> [Page extract]:
______________________________
This marinated grilled steak sandwich is melt-in-your-mouth good. The Loon nearly fainted when he took his first bite. Flank steak is perfect for this sandwich. We love it cooked to a nice medium-rare, but medium is great, too. The peppery arugula, fresh tomato, chimichurri mayonnaise, and onion roll makes this steak sandwich one you’ll want to make over and over again.
Marinated Grilled Steak Sandwich
FOR THE MARINADE
- 1/2 cup soy sauce
- 3 tbsp freshly squeezed lime juice
- 1/4 cup Worcestershire sauce
- 1/4 cup olive oil
- 4 garlic cloves minced
- 1/2 tsp sugar
- 2 tsp freshly ground black pepper
- 1 2 1/2 to 3 lb flank steak
FOR THE SANDWICHES
- 1 cup Chimichurri Mayonnaise
- 1 ripe tomato sliced
- 6 sliced onion rolls buttered
MAKE THE MARINADE FOR THE STEAK
- Combine the first 7 ingredients and mix well.
- Place the steak into a large freezer bag and pour the marinade into the bag.
- Place the bag with the steak and marinade in the refrigerator for 8 hours, or overnight.
______________________________
> [Work required]:
Please pick up the steak sandwich recipe after its last step and write the rest of the instructions.

Records from a dataset
______________________________
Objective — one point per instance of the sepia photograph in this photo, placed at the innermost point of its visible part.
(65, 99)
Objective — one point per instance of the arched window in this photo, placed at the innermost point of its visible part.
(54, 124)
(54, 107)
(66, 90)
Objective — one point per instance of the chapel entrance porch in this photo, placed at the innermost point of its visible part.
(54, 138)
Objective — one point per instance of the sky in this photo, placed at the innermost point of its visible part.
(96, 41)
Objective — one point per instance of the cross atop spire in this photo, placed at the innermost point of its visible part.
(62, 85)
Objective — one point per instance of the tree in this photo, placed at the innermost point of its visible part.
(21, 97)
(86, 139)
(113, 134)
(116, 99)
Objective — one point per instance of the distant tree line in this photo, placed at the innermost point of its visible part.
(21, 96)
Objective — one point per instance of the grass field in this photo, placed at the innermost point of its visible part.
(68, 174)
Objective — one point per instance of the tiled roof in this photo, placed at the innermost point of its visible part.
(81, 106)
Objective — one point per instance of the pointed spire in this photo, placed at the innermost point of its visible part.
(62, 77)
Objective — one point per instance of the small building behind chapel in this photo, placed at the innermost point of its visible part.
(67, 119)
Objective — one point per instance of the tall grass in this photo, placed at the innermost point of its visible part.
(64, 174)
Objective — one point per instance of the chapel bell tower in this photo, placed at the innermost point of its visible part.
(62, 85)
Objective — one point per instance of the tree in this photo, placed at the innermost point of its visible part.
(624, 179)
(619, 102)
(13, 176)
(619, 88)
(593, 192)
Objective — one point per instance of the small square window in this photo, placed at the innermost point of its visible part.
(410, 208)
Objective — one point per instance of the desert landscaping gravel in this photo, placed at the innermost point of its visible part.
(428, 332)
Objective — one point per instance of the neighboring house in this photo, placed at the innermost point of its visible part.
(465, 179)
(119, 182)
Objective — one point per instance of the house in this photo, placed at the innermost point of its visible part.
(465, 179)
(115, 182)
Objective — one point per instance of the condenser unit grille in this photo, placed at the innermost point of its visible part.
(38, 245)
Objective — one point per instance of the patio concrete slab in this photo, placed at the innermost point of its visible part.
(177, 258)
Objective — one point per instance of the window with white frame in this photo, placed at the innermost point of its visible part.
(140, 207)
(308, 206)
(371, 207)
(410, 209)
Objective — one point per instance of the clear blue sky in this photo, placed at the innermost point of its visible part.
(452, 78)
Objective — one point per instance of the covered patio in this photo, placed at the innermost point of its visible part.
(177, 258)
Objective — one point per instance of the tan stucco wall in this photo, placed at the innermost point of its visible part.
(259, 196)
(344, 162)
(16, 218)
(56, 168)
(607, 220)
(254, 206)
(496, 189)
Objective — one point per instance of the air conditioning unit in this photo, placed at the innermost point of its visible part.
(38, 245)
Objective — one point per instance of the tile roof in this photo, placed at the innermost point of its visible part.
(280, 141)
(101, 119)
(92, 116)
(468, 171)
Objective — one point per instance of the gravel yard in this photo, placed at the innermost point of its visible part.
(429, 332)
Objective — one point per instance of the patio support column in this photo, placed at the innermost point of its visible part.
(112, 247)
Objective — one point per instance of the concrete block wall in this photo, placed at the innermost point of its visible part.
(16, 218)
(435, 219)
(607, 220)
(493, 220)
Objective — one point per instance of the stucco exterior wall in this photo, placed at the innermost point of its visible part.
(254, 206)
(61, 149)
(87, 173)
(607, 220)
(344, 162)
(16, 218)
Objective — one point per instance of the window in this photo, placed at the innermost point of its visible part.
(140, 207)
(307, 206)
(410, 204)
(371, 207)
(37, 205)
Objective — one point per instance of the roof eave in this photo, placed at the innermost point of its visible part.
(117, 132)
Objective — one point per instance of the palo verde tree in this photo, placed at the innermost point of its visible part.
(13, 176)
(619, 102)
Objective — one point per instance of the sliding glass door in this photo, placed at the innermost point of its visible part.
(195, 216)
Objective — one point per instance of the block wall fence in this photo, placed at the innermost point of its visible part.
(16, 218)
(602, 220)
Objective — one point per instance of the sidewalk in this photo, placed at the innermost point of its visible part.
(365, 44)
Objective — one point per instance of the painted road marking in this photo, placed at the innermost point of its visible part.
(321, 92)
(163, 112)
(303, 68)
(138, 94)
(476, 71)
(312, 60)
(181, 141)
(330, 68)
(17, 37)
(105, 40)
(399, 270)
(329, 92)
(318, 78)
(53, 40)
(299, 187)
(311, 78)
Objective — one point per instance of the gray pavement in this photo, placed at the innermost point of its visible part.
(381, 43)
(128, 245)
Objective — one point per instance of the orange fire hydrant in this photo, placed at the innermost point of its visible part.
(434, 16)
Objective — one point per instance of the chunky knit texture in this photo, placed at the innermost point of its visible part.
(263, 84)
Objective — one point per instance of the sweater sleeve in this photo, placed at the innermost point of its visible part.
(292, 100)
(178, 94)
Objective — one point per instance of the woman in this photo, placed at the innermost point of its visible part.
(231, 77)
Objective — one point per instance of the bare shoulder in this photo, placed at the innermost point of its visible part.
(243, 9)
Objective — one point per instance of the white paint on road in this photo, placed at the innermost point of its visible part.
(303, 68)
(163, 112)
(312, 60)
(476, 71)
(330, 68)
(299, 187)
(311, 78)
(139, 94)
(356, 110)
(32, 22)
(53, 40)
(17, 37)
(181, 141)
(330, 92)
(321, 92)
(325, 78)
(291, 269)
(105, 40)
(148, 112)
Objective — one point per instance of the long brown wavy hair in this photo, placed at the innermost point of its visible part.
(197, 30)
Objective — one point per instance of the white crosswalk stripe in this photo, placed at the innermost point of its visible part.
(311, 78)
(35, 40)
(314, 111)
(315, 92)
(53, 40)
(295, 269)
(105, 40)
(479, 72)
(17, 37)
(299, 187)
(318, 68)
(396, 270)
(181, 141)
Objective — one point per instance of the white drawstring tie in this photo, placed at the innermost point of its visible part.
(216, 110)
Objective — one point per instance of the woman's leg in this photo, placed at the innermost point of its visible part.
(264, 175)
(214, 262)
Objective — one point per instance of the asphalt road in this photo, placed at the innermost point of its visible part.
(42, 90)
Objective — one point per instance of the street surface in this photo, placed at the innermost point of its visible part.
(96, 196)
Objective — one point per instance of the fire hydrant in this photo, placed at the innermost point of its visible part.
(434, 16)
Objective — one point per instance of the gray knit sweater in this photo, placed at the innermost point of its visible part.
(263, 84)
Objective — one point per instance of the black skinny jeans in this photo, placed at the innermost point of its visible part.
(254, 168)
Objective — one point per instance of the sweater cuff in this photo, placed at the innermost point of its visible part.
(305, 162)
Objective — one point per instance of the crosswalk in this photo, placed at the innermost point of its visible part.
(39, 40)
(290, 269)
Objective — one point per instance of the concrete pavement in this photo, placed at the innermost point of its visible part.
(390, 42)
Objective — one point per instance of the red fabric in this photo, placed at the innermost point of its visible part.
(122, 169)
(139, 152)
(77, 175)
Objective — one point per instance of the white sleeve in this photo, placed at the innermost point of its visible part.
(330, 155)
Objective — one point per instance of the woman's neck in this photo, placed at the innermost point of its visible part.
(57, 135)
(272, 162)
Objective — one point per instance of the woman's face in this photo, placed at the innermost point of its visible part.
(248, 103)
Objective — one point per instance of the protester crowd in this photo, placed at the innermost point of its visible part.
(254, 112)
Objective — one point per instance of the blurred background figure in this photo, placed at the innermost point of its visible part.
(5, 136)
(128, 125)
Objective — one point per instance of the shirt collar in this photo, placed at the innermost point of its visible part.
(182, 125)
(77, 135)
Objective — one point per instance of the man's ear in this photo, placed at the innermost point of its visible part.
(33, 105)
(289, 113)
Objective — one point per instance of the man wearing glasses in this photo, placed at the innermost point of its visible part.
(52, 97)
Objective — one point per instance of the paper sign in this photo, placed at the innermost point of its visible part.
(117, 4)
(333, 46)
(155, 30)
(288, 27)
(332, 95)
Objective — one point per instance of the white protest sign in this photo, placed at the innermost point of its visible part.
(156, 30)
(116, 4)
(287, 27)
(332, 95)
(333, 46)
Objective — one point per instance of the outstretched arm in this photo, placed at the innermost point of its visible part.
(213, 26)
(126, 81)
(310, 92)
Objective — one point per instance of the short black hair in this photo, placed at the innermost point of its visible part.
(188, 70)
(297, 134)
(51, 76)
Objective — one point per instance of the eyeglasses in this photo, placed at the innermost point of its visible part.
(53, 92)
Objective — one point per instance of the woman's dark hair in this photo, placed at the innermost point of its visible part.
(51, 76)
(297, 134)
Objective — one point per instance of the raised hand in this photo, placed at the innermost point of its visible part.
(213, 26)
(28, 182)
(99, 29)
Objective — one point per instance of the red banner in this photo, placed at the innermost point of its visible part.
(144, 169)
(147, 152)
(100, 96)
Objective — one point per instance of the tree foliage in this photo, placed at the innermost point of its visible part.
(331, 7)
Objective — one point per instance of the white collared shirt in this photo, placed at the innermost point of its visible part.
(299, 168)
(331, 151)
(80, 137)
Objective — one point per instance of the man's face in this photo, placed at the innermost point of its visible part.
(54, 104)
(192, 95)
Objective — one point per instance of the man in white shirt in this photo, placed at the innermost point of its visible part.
______________________________
> [Solved exercise]:
MAKE THE SANDWICHES
- Prepare your grill to medium-hot heat.
- Remove the steak from the marinade and grill until internal temp reaches 130 F for medium rare (about 5 minutes per side), and 135 F for medium (about 8 minute per side) .
- Remove the steak from grill and allow the steak to rest for 8 - 10 minutes to allow juices to re-distribute. (The meat will continue to cook as it rests)
- Meanwhile, make the chimichurri mayonnaise (this can be made 24 hours ahead of time).
- Toast the buttered buns on the grill until toasty and lightly browned.
- Slice the meat against the grain.
- Slather a good helping of the chimichurri mayo on each bun.
- Add several slices of steak.
- Top with tomato and arugula.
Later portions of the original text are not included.